[Point localization data]
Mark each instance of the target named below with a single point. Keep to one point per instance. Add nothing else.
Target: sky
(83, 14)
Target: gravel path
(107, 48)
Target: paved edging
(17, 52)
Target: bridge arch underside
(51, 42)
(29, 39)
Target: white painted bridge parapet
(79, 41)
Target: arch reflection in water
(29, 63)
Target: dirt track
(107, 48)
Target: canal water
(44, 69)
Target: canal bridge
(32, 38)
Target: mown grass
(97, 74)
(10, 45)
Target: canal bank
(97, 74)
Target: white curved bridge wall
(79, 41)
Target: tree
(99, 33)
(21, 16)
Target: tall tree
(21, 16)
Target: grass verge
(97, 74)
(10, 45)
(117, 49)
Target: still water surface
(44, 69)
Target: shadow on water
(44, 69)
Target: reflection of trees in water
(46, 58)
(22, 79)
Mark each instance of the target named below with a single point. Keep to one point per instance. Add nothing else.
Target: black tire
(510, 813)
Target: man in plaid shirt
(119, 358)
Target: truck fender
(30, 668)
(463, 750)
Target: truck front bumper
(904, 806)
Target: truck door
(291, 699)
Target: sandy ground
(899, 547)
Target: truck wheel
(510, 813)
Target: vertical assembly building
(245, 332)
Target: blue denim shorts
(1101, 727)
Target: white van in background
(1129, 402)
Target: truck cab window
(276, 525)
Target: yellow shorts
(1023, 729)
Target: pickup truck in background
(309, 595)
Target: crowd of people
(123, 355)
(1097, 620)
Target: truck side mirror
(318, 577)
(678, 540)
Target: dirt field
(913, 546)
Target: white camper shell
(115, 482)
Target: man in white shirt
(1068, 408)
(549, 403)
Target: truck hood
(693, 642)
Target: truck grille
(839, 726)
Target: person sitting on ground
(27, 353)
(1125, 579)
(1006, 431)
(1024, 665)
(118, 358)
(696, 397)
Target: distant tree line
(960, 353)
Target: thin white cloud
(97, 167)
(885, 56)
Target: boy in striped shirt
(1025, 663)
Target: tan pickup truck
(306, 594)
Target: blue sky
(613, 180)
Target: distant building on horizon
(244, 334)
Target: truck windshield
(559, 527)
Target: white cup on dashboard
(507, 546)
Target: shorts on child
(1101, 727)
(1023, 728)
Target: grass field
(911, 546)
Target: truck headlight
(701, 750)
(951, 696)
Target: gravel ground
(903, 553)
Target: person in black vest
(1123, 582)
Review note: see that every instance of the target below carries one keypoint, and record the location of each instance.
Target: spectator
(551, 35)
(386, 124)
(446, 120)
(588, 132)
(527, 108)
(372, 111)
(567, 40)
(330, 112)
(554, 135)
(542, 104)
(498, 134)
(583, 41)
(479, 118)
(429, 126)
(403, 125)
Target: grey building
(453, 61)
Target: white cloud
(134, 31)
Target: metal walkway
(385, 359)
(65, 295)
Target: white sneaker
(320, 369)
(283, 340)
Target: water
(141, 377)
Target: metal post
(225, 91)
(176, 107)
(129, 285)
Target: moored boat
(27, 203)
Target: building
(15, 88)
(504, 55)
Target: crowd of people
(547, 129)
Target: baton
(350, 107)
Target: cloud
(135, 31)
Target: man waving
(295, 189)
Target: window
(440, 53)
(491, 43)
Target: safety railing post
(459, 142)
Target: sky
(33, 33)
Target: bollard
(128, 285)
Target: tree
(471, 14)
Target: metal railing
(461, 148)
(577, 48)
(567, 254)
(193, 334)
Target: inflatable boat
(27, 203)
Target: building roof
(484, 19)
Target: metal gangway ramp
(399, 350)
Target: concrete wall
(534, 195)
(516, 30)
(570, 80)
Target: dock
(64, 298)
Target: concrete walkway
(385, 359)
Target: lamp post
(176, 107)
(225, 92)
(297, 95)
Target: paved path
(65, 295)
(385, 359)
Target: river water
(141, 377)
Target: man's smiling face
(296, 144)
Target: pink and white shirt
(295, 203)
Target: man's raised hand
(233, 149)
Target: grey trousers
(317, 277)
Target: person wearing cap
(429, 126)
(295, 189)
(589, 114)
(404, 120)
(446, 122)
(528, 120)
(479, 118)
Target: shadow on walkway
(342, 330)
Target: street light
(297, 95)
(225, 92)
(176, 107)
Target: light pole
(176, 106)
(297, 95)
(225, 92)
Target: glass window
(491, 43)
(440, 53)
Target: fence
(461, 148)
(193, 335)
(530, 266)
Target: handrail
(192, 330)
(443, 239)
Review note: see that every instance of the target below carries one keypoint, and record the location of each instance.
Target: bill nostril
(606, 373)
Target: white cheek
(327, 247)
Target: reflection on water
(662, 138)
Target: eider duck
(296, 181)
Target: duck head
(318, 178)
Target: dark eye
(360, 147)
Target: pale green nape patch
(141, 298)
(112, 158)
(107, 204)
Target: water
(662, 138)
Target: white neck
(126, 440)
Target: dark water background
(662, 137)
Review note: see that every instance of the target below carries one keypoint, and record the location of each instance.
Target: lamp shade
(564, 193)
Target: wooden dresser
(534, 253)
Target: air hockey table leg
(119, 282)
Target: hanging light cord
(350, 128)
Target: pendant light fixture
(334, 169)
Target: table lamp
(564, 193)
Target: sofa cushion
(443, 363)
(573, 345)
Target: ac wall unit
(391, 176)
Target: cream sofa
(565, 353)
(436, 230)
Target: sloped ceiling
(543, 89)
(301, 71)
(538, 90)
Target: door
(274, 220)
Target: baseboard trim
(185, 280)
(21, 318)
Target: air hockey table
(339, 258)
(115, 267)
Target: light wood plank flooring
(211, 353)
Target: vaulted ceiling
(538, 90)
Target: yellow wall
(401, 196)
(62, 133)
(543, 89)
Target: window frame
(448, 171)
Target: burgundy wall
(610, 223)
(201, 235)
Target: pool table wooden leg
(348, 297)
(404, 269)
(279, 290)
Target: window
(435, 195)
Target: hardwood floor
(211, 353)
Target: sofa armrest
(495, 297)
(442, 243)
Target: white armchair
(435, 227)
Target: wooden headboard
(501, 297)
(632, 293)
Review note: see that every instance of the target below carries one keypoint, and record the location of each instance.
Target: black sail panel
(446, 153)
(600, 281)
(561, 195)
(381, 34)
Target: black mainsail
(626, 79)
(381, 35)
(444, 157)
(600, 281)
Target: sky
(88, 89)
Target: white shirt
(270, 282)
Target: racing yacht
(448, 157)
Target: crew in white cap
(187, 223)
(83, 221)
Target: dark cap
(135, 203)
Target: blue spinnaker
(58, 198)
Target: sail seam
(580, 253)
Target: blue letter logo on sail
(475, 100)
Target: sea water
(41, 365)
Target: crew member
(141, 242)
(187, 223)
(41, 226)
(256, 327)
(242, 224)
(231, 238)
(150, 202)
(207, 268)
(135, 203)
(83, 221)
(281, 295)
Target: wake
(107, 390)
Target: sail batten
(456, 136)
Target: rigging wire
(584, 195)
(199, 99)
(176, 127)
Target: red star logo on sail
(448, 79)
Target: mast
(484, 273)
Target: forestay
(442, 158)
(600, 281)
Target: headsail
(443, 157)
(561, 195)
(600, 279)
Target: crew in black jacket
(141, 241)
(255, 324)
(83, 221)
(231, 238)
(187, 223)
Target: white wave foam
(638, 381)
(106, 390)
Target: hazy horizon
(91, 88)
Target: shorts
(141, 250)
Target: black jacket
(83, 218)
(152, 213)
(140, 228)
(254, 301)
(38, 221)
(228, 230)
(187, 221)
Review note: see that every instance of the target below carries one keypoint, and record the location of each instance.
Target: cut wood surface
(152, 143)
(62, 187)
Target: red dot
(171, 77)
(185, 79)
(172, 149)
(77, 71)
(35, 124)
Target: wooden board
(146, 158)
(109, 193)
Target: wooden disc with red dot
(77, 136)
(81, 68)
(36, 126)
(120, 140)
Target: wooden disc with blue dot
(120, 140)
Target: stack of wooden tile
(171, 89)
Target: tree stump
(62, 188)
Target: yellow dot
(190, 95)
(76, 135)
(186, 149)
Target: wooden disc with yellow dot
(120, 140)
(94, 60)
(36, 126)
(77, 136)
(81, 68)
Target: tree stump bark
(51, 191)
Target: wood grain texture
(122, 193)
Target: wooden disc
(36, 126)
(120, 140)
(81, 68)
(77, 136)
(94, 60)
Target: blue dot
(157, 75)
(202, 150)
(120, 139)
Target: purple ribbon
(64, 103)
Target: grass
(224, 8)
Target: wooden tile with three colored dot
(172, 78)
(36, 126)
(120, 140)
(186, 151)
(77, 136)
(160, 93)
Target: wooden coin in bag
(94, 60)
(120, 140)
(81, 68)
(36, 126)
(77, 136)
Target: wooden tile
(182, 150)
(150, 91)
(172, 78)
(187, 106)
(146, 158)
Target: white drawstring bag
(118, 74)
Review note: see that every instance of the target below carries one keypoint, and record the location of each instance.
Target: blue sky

*Problem to work on:*
Transcribe, word for word, every line from the one containing "Target: wooden tile with three colored dot" through the final line of the entries, and nothing else.

*Result for this task:*
Target: wooden tile with three colored dot
(172, 78)
(36, 126)
(120, 140)
(186, 151)
(77, 136)
(160, 93)
Target: wooden coin in bag
(94, 60)
(120, 140)
(81, 68)
(36, 126)
(77, 136)
Target: wooden tile
(182, 150)
(150, 91)
(172, 78)
(187, 106)
(146, 158)
Target: white drawstring bag
(118, 74)
Review note: see that every instance of the target below carries one keypoint, and record the location of each instance.
Target: blue sky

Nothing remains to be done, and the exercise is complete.